§ Task instructions:
Could you write out the whole email thread excerpt below word for word, keeping every quote marker and line as it appears?

§ Text passage:

****************

On 2014/10/31 13:17, Andres Lagar-Cavilla wrote:
> On Thu, Oct 30, 2014 at 9:38 PM, zhanghailiang
> <zhang.zhanghailiang@...wei.com> wrote:
>> On 2014/10/31 11:29, zhanghailiang wrote:
>>>
>>> On 2014/10/31 10:23, Peter Feiner wrote:
>>>>
>>>> On Thu, Oct 30, 2014 at 07:31:48PM +0800, zhanghailiang wrote:
>>>>>
>>>>> On 2014/10/30 1:46, Andrea Arcangeli wrote:
>>>>>>
>>>>>> On Mon, Oct 27, 2014 at 05:32:51PM +0800, zhanghailiang wrote:
>>>>>>>
>>>>>>> I want to confirm a question:
>>>>>>> Can we support distinguishing between writing and reading memory for
>>>>>>> userfault?
>>>>>>> That is, we can decide whether writing a page, reading a page or both
>>>>>>> trigger userfault.

****************

(Stored data)
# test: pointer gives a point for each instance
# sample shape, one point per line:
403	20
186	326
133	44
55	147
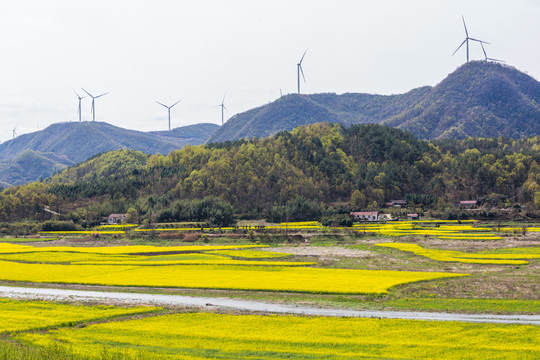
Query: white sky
143	51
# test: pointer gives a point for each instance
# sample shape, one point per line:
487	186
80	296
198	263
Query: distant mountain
478	99
294	110
40	154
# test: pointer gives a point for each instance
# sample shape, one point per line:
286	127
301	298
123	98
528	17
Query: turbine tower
222	105
467	38
486	58
169	109
299	70
93	105
79	110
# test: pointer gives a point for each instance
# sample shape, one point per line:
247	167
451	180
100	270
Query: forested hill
40	154
294	110
480	98
294	175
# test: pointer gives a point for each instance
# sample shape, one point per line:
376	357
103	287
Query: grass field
219	336
35	315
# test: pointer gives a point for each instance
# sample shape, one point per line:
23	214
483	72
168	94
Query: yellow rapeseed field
6	248
458	256
31	315
249	254
216	336
271	278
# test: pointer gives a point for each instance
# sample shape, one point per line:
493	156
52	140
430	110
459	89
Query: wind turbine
79	110
169	109
93	100
485	55
299	70
222	105
467	38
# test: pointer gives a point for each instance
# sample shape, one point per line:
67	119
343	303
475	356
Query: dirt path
175	300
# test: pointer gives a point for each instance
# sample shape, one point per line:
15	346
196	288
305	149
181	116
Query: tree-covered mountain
291	175
480	98
40	154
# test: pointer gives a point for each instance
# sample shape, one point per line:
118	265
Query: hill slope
478	99
294	110
42	153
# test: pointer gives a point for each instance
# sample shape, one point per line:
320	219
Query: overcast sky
143	51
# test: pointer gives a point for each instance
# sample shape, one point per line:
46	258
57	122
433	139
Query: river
247	305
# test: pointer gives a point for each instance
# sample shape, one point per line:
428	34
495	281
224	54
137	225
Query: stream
247	305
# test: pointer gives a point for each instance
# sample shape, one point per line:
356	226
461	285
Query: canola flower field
237	277
112	266
219	336
458	256
35	315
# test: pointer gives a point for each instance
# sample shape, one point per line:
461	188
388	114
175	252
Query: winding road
246	305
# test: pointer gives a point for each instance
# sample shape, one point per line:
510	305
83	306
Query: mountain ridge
479	99
40	154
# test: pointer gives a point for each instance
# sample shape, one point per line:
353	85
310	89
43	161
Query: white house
116	218
365	215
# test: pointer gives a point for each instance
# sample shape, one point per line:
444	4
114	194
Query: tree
132	216
358	199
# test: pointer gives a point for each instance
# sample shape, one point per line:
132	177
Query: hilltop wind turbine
169	109
93	100
299	70
79	110
222	105
486	58
467	38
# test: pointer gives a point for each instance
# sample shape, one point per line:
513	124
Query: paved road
163	300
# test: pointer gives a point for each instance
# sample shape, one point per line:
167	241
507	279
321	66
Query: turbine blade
464	25
484	50
464	41
88	93
303	57
480	41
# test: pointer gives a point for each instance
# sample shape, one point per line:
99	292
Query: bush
337	220
52	225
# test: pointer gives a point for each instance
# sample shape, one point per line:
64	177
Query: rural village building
116	218
365	215
467	204
412	216
396	203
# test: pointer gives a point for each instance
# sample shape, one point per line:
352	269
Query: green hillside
478	99
40	154
295	175
294	110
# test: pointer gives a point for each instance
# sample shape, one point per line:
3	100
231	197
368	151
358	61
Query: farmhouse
396	203
467	204
365	215
116	218
412	216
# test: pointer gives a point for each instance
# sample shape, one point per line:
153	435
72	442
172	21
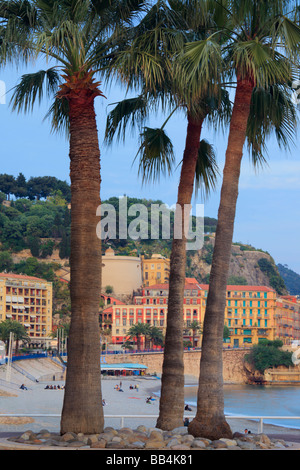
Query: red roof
113	299
21	276
243	288
190	283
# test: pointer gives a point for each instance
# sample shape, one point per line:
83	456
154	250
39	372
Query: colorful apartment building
155	270
287	319
249	314
252	313
27	300
150	305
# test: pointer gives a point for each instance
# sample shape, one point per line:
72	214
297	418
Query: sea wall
233	360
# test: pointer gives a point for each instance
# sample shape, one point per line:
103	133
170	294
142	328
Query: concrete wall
233	370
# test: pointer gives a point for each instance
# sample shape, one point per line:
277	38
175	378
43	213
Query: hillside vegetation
35	239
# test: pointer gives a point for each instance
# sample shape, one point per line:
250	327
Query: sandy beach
130	404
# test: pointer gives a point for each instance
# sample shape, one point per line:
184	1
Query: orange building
150	305
28	300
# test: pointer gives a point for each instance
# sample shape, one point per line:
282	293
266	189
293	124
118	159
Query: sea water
258	400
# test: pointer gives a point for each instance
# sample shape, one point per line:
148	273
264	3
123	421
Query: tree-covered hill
35	236
291	279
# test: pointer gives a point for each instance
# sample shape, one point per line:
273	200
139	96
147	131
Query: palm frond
207	170
58	114
273	113
157	154
131	111
199	68
32	87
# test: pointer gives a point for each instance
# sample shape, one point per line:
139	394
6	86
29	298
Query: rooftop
21	276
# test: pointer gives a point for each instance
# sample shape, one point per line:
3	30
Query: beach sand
130	403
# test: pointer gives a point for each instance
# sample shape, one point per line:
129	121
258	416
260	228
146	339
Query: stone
76	443
181	430
100	444
181	447
154	444
68	436
198	444
219	444
136	445
229	442
91	439
173	442
142	428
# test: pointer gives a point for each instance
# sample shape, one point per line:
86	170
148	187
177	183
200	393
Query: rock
100	444
181	430
142	428
181	447
219	444
76	443
68	436
154	444
28	435
246	445
198	444
173	442
229	442
136	445
156	435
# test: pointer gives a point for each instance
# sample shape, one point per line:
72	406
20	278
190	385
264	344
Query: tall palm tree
75	36
166	27
137	331
258	52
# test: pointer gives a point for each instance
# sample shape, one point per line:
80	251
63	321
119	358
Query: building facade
27	300
150	305
122	273
249	314
155	270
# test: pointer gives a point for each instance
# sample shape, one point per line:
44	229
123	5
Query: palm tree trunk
210	420
172	382
82	407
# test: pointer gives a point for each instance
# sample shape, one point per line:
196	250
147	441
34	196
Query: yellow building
288	319
249	314
27	300
155	270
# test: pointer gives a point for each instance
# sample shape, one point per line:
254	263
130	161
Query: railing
123	417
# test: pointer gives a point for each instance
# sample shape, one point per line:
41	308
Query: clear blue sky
268	210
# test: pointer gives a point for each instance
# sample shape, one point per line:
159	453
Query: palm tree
19	331
259	51
75	36
137	331
195	326
170	25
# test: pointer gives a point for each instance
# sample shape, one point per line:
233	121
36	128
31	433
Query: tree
258	53
195	326
267	354
75	36
137	331
13	326
164	29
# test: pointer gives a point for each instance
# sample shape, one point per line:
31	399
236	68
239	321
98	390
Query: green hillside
291	279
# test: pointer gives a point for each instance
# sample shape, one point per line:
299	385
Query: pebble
149	438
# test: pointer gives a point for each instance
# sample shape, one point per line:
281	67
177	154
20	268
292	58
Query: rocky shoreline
143	438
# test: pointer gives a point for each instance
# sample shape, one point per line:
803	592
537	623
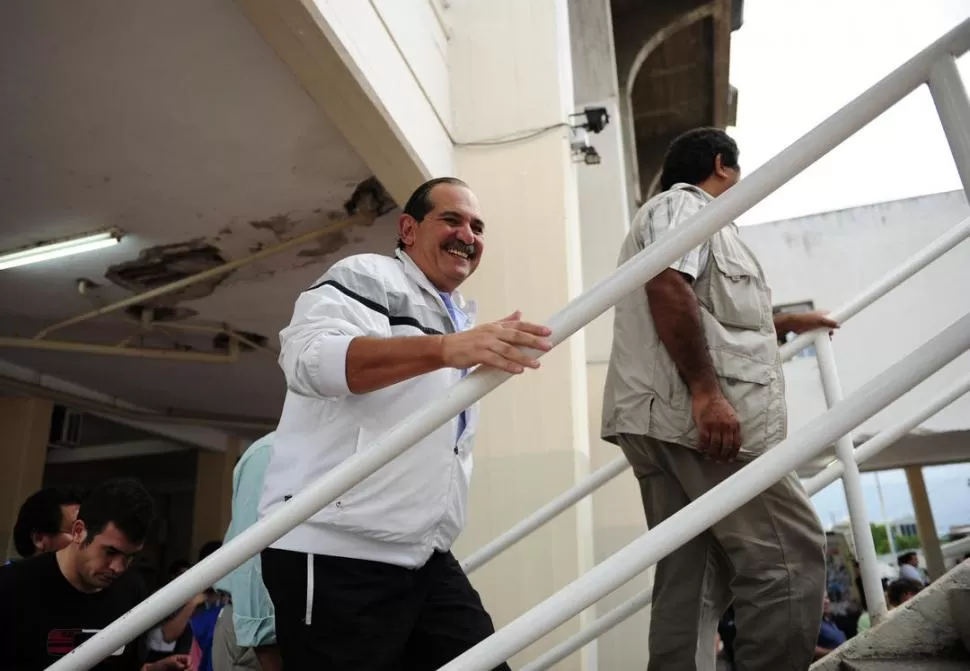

****************

§ Exercise answer:
On 2014/10/31 13:17, Andres Lagar-Cavilla wrote:
> On Thu, Oct 30, 2014 at 9:38 PM, zhanghailiang
> <zhang.zhanghailiang@...wei.com> wrote:
>> On 2014/10/31 11:29, zhanghailiang wrote:
>>>
>>> On 2014/10/31 10:23, Peter Feiner wrote:
>>>>
>>>> On Thu, Oct 30, 2014 at 07:31:48PM +0800, zhanghailiang wrote:
>>>>>
>>>>> On 2014/10/30 1:46, Andrea Arcangeli wrote:
>>>>>>
>>>>>> On Mon, Oct 27, 2014 at 05:32:51PM +0800, zhanghailiang wrote:
>>>>>>>
>>>>>>> I want to confirm a question:
>>>>>>> Can we support distinguishing between writing and reading memory for
>>>>>>> userfault?
>>>>>>> That is, we can decide whether writing a page, reading a page or both
>>>>>>> trigger userfault.